# Source excerpt
####

Dardo - I hear you, but I am guessing you live in North America and have not been exposed to most of Nokia's top phones over the years, like say the N80, the N93, the E90 Communicator, the N96 etc. Their last flagship, the N97 was a very rare failure as a top phone, but those other phones have regularly been rated among the best phones of their period - the E90 Communicator beat the current rival iPhone 3G handily in most comparisons in Europe - and the N93 would have easily beaten the original iPhone 2G (but was superceded a bit before the iPhone launched, by the N95). Please rememember that different consumers want different things on their phones, so for example the top-end Nokia phones have always had far better cameras than the iPhones - more people desire a good camera than a touch screen for example - and Nokia has had always a long series of premium QWERTY phones - again, more people on the planet buy QWERTY phones than touch screen phones - and the Motorola study this year said a third of consumers will not consider a pure-touch phone that doesnt have a real keyboard/keypad, for they need the ability to send SMS text messages with the phone hidden in one-handed operation.. But if you want to argue best touch-screen phones, yes, Apple totally re-invented that, and has by far the best touch screen phones today. In that area they lead, no question. But its only one part of what people buy in premium phones.

####

# Part of a data file
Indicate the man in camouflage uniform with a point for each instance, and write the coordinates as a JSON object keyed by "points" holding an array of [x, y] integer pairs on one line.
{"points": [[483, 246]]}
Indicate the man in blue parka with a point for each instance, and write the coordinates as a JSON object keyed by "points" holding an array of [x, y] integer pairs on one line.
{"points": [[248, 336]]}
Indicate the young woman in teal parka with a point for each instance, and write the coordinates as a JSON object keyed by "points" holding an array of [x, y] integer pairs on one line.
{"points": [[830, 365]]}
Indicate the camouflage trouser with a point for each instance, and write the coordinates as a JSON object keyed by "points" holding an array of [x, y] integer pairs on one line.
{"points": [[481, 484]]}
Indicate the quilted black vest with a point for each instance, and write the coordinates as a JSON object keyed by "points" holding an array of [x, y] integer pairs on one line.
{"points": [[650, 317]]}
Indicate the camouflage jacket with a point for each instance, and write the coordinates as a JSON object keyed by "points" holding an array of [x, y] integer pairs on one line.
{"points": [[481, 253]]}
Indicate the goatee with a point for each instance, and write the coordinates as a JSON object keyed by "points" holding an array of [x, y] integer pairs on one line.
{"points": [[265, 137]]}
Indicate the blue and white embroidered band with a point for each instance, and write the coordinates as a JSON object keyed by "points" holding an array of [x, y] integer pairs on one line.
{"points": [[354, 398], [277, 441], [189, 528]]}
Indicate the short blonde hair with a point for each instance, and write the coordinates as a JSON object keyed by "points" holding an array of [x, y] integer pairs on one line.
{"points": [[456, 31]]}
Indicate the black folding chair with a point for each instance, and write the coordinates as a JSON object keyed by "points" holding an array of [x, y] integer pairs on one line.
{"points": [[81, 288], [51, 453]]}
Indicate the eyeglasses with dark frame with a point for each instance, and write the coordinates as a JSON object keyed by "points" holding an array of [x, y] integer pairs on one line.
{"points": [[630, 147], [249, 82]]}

####

# Requirement 1
Decide whether each statement agrees with the comment on Nokia phones, and back each yes or no with the deciding words from the comment, quoted exactly. (a) The N97 is described as a failure as a top phone. (b) The comment claims iPhones have had better cameras than top-end Nokia phones. (c) According to the comment, the Motorola study found that half of consumers will not consider a pure-touch phone.
# Requirement 2
List every Nokia phone model that the comment on Nokia phones mentions by name.
# Requirement 3
Continue the comment on Nokia and Apple phones, starting after its final sentence.

# Written answer 1
(a) Yes: "Their last flagship, the N97 was a very rare failure as a top phone"
(b) No: "the top-end Nokia phones have always had far better cameras than the iPhones"
(c) No: "the Motorola study this year said a third of consumers will not consider a pure-touch phone"

# Written answer 2
N80, N93, E90 Communicator, N96, N97, N95

# Written answer 3
As to the rivals, haha, you did get my point. Its not that Nokia is racing Apple, Nokia is racing far bigger handset maker rivals (in volumes of handsets, obviously, not in profits) and there is where Nokia leads by a mile. We agree. And I agree with you that MeeGo is critical, and that Apple could easily double its sales if it released an iPhone Nano in the 300 dollar range (as an unsubsidised price). But even then, Apple's total sales would only be about 8% of all phones, being far smaller than LG for example..

EagleEye - thanks

mirmit - haha, thanks. Ok, I hear your point, but as a phone OS, Symbian is the oldest still running haha.. But you make a great point about the power consumption. Symbian has always been designed to be very power-efficient and has apparently (I am not a programmer, but what I hear) been far more efficient than its contemporaries, thus also able to run on less-powerful CPUs, using less electricity, giving better battery life - the real bottleneck in phone design.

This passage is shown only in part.